(Entries from a dataset)

******

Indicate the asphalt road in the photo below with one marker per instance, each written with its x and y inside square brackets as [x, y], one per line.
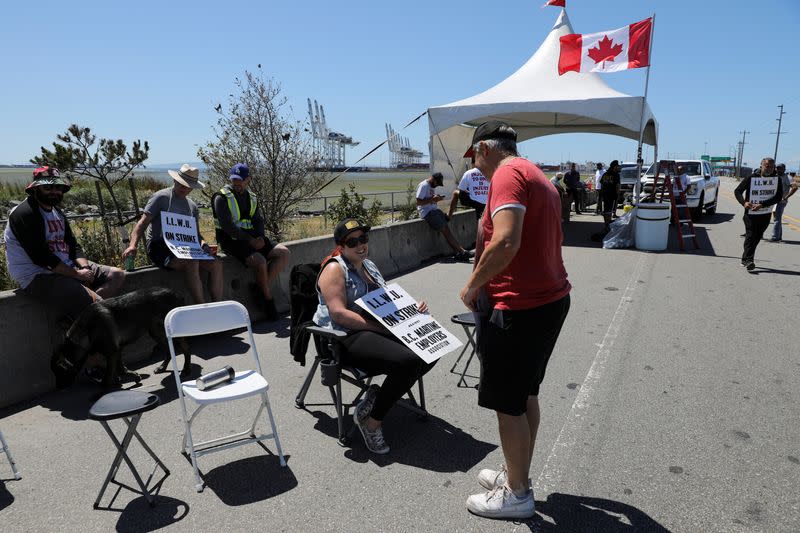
[670, 404]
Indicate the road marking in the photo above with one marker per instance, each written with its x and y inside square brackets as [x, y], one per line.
[567, 437]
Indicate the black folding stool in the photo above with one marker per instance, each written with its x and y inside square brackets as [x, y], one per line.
[129, 406]
[466, 321]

******

WORK INSTRUCTIONS -
Write out the rows above again, swapping "marker" for "point" wherever it appears and leaving everything else unchanged. Leave the pictures out of your answer.

OUTPUT BELOW -
Indicate the asphalt road in the photo below with one point per instance, each written with its x and y inside square brackets as [x, y], one per line.
[670, 404]
Indicate the road marking in the photo above with one point per instance, each written with its x and y inside square brackets as [x, y], one per line.
[567, 437]
Indicate the black folding stool in the photo above with one point per instance, each written with its x and y inside square brackets as [x, y], one per line.
[129, 406]
[466, 321]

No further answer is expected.